▶ _Text extract_
◇ ◇ ◇ ◇ ◇

Chapter 3: Finite Markov Decision Processes

Jake Gunther

2019/13/12

Markov Decision Processes

Overview of MDPs

Evaluative feedback
Associative aspects
Sequential decision making
Tradeoff immediate vs. delayed rewards
Bandits: $q_{*} (a)$
MDPs: $q_{*} (s, a)$ and $v_{*} (s)$

Agent-Environment Interface

Problem Representation

“Any problem of learning goal-directed behavior can be reduced to three signals passing back and forth between an agent and its environment.”

Choices (actions of agent)
Basis for choices (states of environment)
Goal definition (rewards to agent)

Agent-Environment Interface

Interaction at discrete time steps, $t = 0, 1, 2, 3, \dots$
Agent: chooses actions $A_{t} \in A (s)$
Environment: has a state $S_{t} \in S$
Environment: generates rewards $R_{t} \in R$
Trajectory: $S_{0}, A_{0}, R_{1}, S_{1}, A_{1}, R_{2}, S_{2}, A_{2}, R_{3}, S_{3}, \dots$

Time Steps

$t = 0, 1, 2, 3, \dots$
May refer to fixed intervals of real time
May refer to arbitrary successive stages of decision making and acting

Actions

$A_{t} \in A (s)$
Any decision we want to learn how to make
Low-level controls - voltage on a motor (continuous)
High-level decisions - have lunch (binary), go to graduate school (binary)
Can be mental or computational (think about $X$ , focus on $Y$ )

States

$S_{t} \in S$
Anything we can know that might be useful in decision making
Low-level sensations (sensor readings)
High-level and abstract (symbolic description of objects in a room)
May include memory
May be mental (not knowing: where are my keys)
May be subjective (surprise in a clearly defined sense)

Rewards

$R_{t} \in R$
Formalizes the goal of the agent
Part of the environment
Computed/derived inside natural or artificial (robotic) agents, but considered external to agent

Agent-Environment Boundary

Environment: anything that cannot be changed arbitrarily by agent
Boundary: limit of agent’s absolute control (but not of its knowledge)
Robots: motors, linkages, sensors $\in$ environment
Person/animal: muscles, skeleton, sensory organs $\in$ environment

Example: Bioreactor

Objective: Determine temperature and stirring rate for bioreactor
State: thermocouple, other sensors, ingredients, target chemicals
Actions: target temperature and stirring rate (passed to lower level controller)
Reward: rate of target chemical production
States & actions: vectors
Reward: scalar value

Example: Pick-and-Place Robot

Objective: Control motion of robotic arm in repetitive task (fast smooth motion)
State: Positions and velocities of linkages
Action: Motor voltages
Reward: +1 (for each pick-and-place success) - jerkiness of motion

Discuss these Examples

Stop smoking
Play Packman
Invest wisely
Driving to a destination (move the boundry around)

◇ ◇ ◇ ◇ ◇

▶ _Given data_
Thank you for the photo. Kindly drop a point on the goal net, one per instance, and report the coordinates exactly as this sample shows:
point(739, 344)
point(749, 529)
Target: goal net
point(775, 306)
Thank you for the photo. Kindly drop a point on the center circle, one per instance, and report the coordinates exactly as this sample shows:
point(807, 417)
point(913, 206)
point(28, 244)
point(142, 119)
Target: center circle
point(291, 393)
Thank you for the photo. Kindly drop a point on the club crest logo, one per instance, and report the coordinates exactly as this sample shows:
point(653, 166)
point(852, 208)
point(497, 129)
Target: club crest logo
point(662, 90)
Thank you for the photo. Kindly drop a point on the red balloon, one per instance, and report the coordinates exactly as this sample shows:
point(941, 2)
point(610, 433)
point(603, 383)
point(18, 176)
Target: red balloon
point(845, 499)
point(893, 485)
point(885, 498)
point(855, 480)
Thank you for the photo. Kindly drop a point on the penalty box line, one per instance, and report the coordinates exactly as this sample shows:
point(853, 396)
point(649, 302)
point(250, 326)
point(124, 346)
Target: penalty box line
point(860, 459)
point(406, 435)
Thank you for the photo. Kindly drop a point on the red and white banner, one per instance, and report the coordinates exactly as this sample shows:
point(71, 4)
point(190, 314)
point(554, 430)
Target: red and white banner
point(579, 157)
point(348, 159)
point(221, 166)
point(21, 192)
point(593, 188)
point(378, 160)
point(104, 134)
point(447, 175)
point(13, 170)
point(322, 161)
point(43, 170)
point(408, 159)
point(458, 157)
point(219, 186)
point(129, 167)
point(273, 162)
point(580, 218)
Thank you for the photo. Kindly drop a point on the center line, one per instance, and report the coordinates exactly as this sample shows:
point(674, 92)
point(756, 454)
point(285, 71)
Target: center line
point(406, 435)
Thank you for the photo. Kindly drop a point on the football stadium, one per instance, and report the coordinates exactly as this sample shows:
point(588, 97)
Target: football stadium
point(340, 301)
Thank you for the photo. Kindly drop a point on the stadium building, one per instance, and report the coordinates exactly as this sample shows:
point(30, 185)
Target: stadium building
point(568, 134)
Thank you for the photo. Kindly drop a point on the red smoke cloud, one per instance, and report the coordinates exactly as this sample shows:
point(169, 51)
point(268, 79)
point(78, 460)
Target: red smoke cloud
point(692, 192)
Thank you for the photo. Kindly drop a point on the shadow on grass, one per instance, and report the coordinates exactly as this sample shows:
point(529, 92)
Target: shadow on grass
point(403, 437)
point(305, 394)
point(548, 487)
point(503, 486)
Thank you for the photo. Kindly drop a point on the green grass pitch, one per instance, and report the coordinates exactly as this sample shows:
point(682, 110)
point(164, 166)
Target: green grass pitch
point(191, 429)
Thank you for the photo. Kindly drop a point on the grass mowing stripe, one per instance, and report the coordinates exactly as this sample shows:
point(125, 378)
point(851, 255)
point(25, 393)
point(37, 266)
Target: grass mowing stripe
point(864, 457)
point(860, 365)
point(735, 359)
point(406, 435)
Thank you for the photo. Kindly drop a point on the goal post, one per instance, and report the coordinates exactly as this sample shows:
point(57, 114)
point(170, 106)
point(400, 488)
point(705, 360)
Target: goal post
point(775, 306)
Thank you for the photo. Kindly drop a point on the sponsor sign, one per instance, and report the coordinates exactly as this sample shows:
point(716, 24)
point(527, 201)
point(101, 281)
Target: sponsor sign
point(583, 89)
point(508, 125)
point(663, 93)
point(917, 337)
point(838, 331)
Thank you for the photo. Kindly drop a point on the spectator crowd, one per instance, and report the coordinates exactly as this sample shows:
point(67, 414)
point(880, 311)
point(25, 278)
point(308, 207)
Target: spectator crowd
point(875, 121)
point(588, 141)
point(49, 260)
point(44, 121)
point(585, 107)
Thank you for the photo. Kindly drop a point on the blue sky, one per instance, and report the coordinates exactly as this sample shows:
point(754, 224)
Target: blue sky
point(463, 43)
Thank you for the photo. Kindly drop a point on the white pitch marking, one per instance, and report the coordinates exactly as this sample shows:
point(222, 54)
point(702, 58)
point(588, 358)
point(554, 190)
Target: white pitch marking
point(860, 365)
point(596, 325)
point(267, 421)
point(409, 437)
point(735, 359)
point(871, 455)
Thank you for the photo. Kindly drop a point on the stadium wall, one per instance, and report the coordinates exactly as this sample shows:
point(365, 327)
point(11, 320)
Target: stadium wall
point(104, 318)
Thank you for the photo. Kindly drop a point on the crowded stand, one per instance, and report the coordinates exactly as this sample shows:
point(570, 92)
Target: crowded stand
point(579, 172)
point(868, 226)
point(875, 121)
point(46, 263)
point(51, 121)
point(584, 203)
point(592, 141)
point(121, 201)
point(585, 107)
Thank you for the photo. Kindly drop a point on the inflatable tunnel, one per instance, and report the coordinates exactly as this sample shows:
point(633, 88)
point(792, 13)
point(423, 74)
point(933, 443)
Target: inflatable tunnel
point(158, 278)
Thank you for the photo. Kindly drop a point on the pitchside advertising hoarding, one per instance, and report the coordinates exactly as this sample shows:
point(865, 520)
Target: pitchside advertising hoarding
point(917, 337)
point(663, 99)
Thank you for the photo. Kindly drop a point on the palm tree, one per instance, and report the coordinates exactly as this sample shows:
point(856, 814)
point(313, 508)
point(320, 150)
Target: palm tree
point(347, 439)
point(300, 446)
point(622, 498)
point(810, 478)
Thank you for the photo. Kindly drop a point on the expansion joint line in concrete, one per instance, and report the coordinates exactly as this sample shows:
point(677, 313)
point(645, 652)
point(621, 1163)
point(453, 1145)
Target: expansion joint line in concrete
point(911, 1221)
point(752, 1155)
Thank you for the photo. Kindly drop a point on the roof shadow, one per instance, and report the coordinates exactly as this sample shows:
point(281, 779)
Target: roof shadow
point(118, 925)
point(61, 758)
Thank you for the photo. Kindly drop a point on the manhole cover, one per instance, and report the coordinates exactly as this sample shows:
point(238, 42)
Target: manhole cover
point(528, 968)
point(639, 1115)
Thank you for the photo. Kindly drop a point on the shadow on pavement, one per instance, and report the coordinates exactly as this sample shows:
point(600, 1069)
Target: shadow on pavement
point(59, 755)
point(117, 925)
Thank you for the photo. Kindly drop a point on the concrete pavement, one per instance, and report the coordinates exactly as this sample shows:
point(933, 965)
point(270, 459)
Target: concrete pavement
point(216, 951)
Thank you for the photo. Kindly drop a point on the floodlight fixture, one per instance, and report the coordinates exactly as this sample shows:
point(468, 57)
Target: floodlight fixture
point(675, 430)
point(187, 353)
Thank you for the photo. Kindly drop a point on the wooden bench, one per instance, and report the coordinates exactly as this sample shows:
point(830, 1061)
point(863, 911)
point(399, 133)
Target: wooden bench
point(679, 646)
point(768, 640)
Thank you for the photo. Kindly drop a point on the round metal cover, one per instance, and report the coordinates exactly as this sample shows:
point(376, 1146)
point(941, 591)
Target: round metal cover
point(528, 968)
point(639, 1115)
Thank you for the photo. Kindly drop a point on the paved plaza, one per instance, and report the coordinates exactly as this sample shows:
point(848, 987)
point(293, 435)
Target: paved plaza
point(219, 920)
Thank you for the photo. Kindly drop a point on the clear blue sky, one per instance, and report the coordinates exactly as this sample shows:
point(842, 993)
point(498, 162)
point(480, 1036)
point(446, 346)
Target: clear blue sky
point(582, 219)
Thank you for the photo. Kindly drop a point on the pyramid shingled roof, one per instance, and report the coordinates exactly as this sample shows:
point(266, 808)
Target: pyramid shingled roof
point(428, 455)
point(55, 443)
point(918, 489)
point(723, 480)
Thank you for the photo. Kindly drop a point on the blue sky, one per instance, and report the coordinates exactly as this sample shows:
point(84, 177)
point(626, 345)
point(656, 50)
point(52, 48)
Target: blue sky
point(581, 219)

◇ ◇ ◇ ◇ ◇

▶ _Set tasks_
**1)** In the Markov decision process slides, condense the block that begins "Environment: anything that cannot be changed arbitrarily by agent" into two sentences that keep its main facts.
**2)** Carry on the Markov decision process slides from their last line, in the same style.

▶ _Task results_
**1)** The environment is anything the agent cannot change arbitrarily, and the agent-environment boundary marks the limit of the agent's absolute control, though not of its knowledge. So a robot's motors, linkages and sensors belong to the environment, and so do a person's or animal's muscles, skeleton and sensory organs.

**2)**
Look at Example 3.3

Action set that depends on the state
Markovity of states defined in graph
Dynamics are tabulated (finite MDP)

Mathematical Formulation

Finite MDP

$S, A, R$ are finite sets
RVs $S_{t}, A_{t}, R_{t}$ have PMFs
MDP dynamics:

$\begin{matrix} p (s^{'}, r | s, a) = Pr {\begin{matrix} S_{t} = s^{'} \\ R_{t} = r \end{matrix} | \begin{matrix} S_{t - 1} = s \\ A_{t - 1} = a \end{matrix}} \\ \sum_{s^{'} \in S} \sum_{r \in R} p (s^{'}, r | s, a) = 1, \forall s \in S, a \in A (s) \end{matrix}$

Markov Property

Not restriction on MDP
Markovity is in the state

$(S_{t}, A_{t}) \mapsto S_{t + 1}$

Goals and Rewards

Goals

Maximize total amount of reward received
Don’t focus on immediate (short run) reward
Focus on cumulative reward in the long run

Rewards

Incentivize what you want the agent to learn
If you want the agent to learn “to do something for us, then provide rewards to it in such a way that in maximizing them the agent will also achieve our goals.”
Rewards communicate what to achieve, not how to achieve it

Chess

Reward winning (what)
Don’t reward subgoals (how)
- Taking opponent’s pieces (how)
- Controlling center of board (how)
- +10 for win (reward winning the game)
- -1 for each turn (reward winning the game in few moves)

Examples

Do these reward the right thing?

Robotic walking - make reward proportional to forward motion on each time step
Escape maze - reward is -1 for every time step

Returns and Episodes

Returns

Choose $A_{t}$ to maximize return $G_{t}$
Return $G_{t}$ is cumulative reward received after time $t$
Return $G_{t} = R_{t + 1} + R_{t + 2} + R_{t + 3} + \dots + R_{T}$
Return could be some other function of reward sequence
Note: Action $A_{t}$ cannot maximize $G_{t - k}$ for $k > 0$

Episodes

Episode is a repeated interaction
- Starting state is known or drawn from distribution
- Ending in terminal state $s \in S^{+}$ at time $T < \infty$
- $T$ is an RV
Episodic tasks (games, mazes, etc.)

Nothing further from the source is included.